• _Directions_: Only the number is wanted: how many lines of these entries contain the word "Label"?

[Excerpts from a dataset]
________________________
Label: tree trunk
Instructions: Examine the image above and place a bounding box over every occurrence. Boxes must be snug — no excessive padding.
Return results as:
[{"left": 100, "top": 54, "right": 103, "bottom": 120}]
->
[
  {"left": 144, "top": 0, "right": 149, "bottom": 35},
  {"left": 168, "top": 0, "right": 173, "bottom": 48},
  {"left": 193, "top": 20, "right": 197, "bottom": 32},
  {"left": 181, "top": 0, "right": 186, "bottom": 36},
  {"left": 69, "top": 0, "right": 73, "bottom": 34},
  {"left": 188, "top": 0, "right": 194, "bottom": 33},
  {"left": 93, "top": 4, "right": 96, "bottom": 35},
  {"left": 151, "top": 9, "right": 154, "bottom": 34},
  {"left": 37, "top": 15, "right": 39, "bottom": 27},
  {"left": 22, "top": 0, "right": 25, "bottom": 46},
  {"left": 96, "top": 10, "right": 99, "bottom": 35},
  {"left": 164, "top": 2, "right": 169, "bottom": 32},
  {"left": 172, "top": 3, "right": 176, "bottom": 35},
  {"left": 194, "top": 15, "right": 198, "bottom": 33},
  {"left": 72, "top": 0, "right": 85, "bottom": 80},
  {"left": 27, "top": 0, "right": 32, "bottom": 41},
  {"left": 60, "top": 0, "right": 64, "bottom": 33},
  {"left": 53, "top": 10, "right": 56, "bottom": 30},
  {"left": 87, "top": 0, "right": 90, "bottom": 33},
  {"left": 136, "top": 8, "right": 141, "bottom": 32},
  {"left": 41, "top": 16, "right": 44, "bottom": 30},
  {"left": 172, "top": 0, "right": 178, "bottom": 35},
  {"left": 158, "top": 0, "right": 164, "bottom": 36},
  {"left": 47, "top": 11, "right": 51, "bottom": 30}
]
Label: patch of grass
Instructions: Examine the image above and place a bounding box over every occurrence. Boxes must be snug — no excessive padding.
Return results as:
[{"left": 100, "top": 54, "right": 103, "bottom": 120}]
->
________________________
• _Answer to the problem_: 2